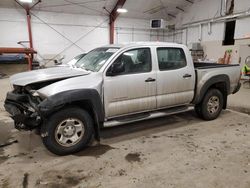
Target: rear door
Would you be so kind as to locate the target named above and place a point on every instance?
(175, 78)
(134, 90)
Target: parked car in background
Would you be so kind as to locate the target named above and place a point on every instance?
(113, 85)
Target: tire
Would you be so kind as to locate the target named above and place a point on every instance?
(211, 105)
(68, 131)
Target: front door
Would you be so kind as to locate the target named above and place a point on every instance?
(133, 90)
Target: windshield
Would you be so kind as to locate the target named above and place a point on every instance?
(95, 59)
(75, 59)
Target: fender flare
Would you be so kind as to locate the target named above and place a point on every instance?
(213, 80)
(59, 100)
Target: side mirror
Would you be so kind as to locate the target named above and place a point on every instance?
(116, 68)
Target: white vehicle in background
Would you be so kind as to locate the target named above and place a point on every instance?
(113, 85)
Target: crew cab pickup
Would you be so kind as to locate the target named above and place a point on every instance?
(113, 85)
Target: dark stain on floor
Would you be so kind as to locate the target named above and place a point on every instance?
(25, 180)
(133, 157)
(95, 151)
(55, 179)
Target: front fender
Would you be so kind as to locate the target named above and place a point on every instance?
(59, 100)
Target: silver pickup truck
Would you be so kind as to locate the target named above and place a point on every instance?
(113, 85)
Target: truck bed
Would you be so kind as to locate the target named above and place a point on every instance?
(198, 65)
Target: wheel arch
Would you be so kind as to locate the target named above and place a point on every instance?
(220, 82)
(87, 99)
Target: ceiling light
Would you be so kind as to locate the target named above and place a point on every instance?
(26, 1)
(122, 10)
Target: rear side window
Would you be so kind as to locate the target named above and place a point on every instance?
(171, 58)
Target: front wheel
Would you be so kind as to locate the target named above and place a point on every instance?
(211, 105)
(68, 131)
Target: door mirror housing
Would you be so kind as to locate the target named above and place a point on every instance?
(116, 69)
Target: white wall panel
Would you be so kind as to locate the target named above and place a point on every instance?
(242, 28)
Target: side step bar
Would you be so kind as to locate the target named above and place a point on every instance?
(146, 116)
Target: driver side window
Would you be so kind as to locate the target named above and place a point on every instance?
(134, 61)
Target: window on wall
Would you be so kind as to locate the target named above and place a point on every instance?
(229, 33)
(171, 58)
(229, 7)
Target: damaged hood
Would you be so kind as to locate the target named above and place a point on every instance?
(41, 75)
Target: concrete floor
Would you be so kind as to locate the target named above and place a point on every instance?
(175, 151)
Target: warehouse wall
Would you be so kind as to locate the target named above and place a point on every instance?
(212, 42)
(54, 33)
(88, 31)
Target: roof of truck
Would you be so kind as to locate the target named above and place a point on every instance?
(131, 44)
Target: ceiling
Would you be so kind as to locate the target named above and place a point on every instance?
(151, 9)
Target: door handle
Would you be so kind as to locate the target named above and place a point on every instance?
(150, 80)
(187, 76)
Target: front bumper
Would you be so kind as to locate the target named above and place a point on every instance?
(20, 110)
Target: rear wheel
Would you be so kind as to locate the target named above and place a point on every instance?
(68, 131)
(211, 105)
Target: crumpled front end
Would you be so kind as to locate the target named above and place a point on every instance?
(23, 108)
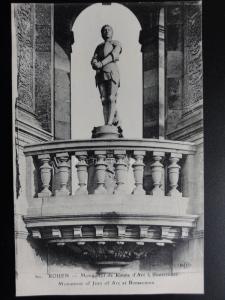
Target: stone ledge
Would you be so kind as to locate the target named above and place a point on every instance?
(166, 146)
(117, 205)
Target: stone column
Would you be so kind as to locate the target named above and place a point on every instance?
(63, 165)
(138, 168)
(157, 172)
(121, 171)
(45, 175)
(82, 172)
(173, 174)
(153, 48)
(100, 166)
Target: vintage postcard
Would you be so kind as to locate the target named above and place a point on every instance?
(108, 148)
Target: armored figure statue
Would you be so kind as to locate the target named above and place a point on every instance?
(107, 74)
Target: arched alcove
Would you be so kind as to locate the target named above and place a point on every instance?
(86, 108)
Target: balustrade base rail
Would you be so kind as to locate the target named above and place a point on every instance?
(109, 204)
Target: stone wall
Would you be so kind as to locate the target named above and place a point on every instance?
(44, 65)
(174, 66)
(24, 22)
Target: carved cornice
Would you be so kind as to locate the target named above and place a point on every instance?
(112, 144)
(113, 253)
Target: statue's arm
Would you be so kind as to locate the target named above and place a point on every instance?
(114, 55)
(94, 59)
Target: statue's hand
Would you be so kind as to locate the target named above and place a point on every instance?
(97, 65)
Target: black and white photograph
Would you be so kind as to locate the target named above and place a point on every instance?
(108, 148)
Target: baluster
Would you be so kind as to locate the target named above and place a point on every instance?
(45, 175)
(138, 169)
(121, 171)
(173, 174)
(100, 166)
(63, 165)
(157, 170)
(82, 172)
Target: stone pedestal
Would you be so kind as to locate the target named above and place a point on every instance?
(107, 131)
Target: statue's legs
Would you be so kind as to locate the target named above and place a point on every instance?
(105, 104)
(112, 92)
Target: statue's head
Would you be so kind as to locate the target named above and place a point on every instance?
(107, 32)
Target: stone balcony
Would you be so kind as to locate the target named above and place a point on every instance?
(129, 196)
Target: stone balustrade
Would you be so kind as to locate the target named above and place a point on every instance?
(164, 159)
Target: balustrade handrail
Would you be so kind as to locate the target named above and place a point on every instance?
(112, 144)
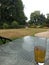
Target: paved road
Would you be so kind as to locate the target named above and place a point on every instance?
(19, 52)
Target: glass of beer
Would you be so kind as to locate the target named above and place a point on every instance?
(40, 50)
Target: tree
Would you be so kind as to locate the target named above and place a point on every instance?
(36, 18)
(12, 10)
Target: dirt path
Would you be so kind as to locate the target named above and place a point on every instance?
(43, 34)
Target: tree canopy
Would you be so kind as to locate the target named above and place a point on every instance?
(12, 10)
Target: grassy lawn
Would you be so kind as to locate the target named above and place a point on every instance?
(17, 33)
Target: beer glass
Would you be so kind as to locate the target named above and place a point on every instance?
(40, 45)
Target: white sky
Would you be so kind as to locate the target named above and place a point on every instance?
(34, 5)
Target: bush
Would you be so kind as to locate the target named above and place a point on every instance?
(5, 26)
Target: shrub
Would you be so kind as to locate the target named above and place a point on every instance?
(5, 26)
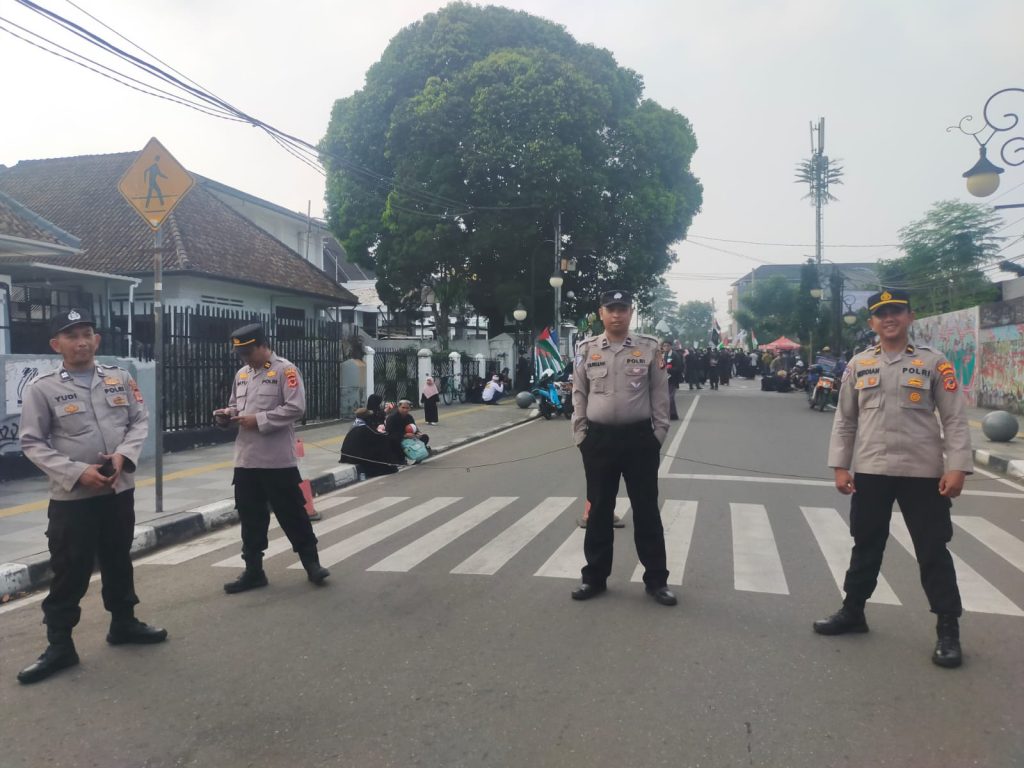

• **Description of the task**: Set every record down verbatim. No pictures belong in the copy.

• **Exercise result**:
Target: rear door
Would you be so kind as to locate the target named above and place a point on every instance?
(175, 78)
(134, 90)
Target: parked car in background
Would you be so kind as to locate the target named above and place a point on every instance?
(113, 85)
Target: tire
Would you be so kind as to locate the target named above and place a point on every instance?
(211, 105)
(68, 131)
Target: front door
Would you be so kind as to locate the target named above and place a point on every instance?
(133, 90)
Target: windshield
Would you be so kind as to locate the target named above and place a point on every instance?
(95, 59)
(75, 59)
Target: fender flare
Would you be so kind as to locate the target named above and place a point on every instance?
(213, 80)
(59, 100)
Target: side mirror
Would you be so kind as to locate the target named above and place a point on every instance?
(116, 68)
Target: white vehicle in background
Would you be so kind as to locate the target named above and place a point on every instance?
(113, 85)
Target: crew cab pickup
Would you be so kind as to locate the target named above and place a point on every instance?
(113, 85)
Target: dark stain on floor
Would you be so kind as to locate the target named above and place a point on every instance?
(25, 180)
(133, 157)
(95, 151)
(55, 179)
Target: front fender
Would you be so kind as to locate the target named above and place a point on every instance?
(59, 100)
Target: silver pickup truck
Would you be so kind as to locate the target named above and place a point on every instance?
(113, 85)
Target: truck bed
Would you be so kind as to locate the target named above and place a point on every instance?
(198, 65)
Target: wheel arch
Would you be so kind as to locate the target named above and place a point on every instance?
(220, 82)
(87, 99)
Target: ceiling light
Would you be so kind as to locate the target named above and place a point on every instance?
(26, 1)
(122, 10)
Target: rear side window
Would you be so kind as to locate the target named above and place a point on every instance?
(171, 58)
Target: front wheel
Would you be so kind as to locate the target named above and place a point on every instance?
(211, 105)
(68, 131)
Target: door mirror housing
Would you be so kind as to locate the target named above and place a point on every instance?
(116, 69)
Target: white wall panel
Would you be so kind as to locate the target named above and place a point on every instance?
(242, 28)
Target: side step bar
Would you be so kind as to locate the target named above and place a point on every instance?
(146, 116)
Target: driver side window
Would you be so kind as to locate the target named above and place a point on every instance?
(134, 61)
Target: window on wall
Would you be so kind as to locate the target named above and place a point on every instance?
(229, 33)
(171, 58)
(229, 7)
Target: damaged hood
Would you be so kind as to locate the target named above and place a point on every instance?
(41, 75)
Target: concrete floor
Would you be so kind as to locate the target named above and place a point on every instance?
(175, 151)
Target: warehouse wall
Would you be so kind as to locate the target named above and place a point on every instance?
(212, 42)
(54, 33)
(88, 31)
Target: roof of truck
Would you be so kind as to locate the target named above and place a point on every instance?
(131, 44)
Target: ceiling
Would you be so kind as to locate the target named above and place a point on every instance?
(151, 9)
Target: door handle
Would you be so kind as to locate the target named above and place a point on every instance?
(150, 80)
(187, 76)
Target: front bumper
Would you be so kind as to locate the target named above and place a point on every instance?
(20, 110)
Target: rear wheel
Would you be so kind as to locate the target named above and place a point on every instance?
(68, 131)
(211, 105)
Target: crumpled front end
Would you be so kind as to locate the target named above and place a point on every instance?
(23, 108)
Target: stone ledge
Would you be so kind as to locate the target named above and place a point on every instance?
(166, 146)
(117, 205)
Target: stone column
Would you be so kind as to locate the target named above and place a point on every instance?
(63, 165)
(138, 168)
(157, 172)
(121, 171)
(45, 175)
(82, 172)
(173, 174)
(153, 48)
(100, 166)
Target: vintage postcard
Would you be so kind as to locate the target named above and place a point on every instance?
(108, 148)
Target: armored figure statue
Would you be so kind as to locate the target named above and place a point on every instance?
(107, 74)
Target: arched alcove
Would you be so kind as to locate the target named above and place a point on every instance?
(86, 108)
Target: balustrade base rail
Would you be so kind as to locate the target named above and place a point on every instance?
(109, 204)
Target: stone wall
Would you be so kind as to locate the target named above and place a point on every instance?
(44, 65)
(174, 66)
(24, 22)
Target: carved cornice
Would you be so kind as to locate the target named above and place a point on every instance?
(112, 144)
(113, 253)
Target: statue's arm
Would you be so kind as to locate the target named above and place a point on every instance?
(114, 55)
(94, 59)
Target: statue's hand
Would you be so kind as to locate the target named above and place a point on every instance?
(97, 65)
Target: black and white photograph
Would you be so kind as to locate the target named above and place a point on every instance?
(108, 148)
Target: baluster
Would you be so kind as to locate the target named above and place a point on every instance?
(45, 175)
(138, 169)
(121, 171)
(173, 174)
(100, 166)
(63, 165)
(157, 170)
(82, 172)
Target: stone pedestal
Would you be so kind as to locate the target named above and place a point on every instance?
(107, 131)
Target: statue's legs
Would you be so kind as to locate the target named above and place a point on every instance?
(105, 104)
(112, 92)
Target: statue's head
Would you be so kind as to locate the target named above and place a point on every instance?
(107, 32)
Target: stone balcony
Would you be so kind as to locate the target named above and place a point on every instance?
(129, 196)
Target: stone balustrade
Would you be so kind as to locate the target named above and place a point on every instance?
(164, 159)
Target: balustrade handrail
Would you be so kind as to locate the target named above and place a point on every instance?
(112, 144)
Target: paved road
Would you be so kind as to locate the target named above and place a point on every instance?
(19, 52)
Target: glass of beer
Would you be so kind as to locate the target named above and place a point on every instance?
(40, 50)
Target: tree
Would you be so kind as to locate the target named above and place a point on every instance?
(36, 18)
(12, 10)
Target: dirt path
Would you be so kind as to locate the target named above and place a point on every instance?
(43, 34)
Target: tree canopy
Would you be so kind as to locate the target named above and place a point on every instance?
(12, 10)
Target: grassy lawn
Would you be so kind as to locate the target named above and place a point on every instance?
(17, 33)
Target: beer glass
Would you be so kind as to locate the target named above and place a point on every instance?
(40, 45)
Target: white sky
Would you be so kind as to locate the target named above and place a point on every instance?
(34, 5)
Target: bush
Would you be so kind as to locate the target named above and place a point on every instance?
(5, 26)
Target: shrub
Would you be so kind as to locate the target named above and place a point on every instance?
(5, 26)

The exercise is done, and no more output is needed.